Transcribe every line of the rows below word for word, leaving out the pictures.

(Source records)
########
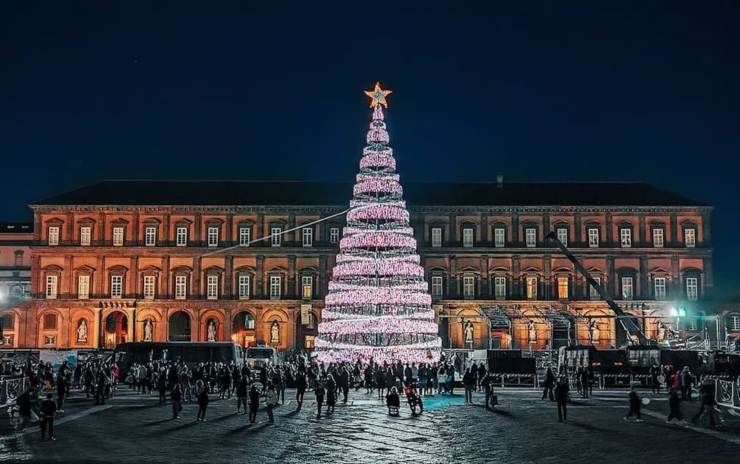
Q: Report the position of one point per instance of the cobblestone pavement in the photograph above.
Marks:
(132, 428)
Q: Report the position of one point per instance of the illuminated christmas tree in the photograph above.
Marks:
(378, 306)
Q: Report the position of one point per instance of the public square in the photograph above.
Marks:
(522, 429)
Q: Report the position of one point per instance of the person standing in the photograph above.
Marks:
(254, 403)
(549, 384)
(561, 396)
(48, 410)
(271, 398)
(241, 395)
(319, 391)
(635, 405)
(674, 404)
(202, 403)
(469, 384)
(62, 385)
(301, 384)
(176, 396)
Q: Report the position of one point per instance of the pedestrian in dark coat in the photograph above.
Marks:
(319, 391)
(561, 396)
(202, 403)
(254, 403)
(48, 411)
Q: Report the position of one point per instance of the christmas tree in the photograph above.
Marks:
########
Answer below:
Q: Report the position of one point per instance of the cobblestone pavement in the photograph above.
Marks:
(132, 428)
Q: Report the position of one point per instance of the illuminated christmas tree in the photograph above.
Marks:
(378, 306)
Q: Report the position of one point per instance of the public square in the photograph above.
Marks:
(522, 429)
Q: Report the position of one point per instance of the person standing in the photograph above.
Marks:
(254, 403)
(549, 384)
(561, 396)
(48, 410)
(271, 398)
(241, 395)
(319, 391)
(635, 405)
(674, 404)
(202, 403)
(469, 384)
(62, 385)
(301, 384)
(176, 396)
Q: Report the position of one point per instance of the pedestrian in dark coat in the photograph above.
Marks:
(319, 391)
(561, 396)
(202, 403)
(254, 403)
(48, 411)
Q: Report the position of one point per instance of the christmas tree in the photograph above.
Marks:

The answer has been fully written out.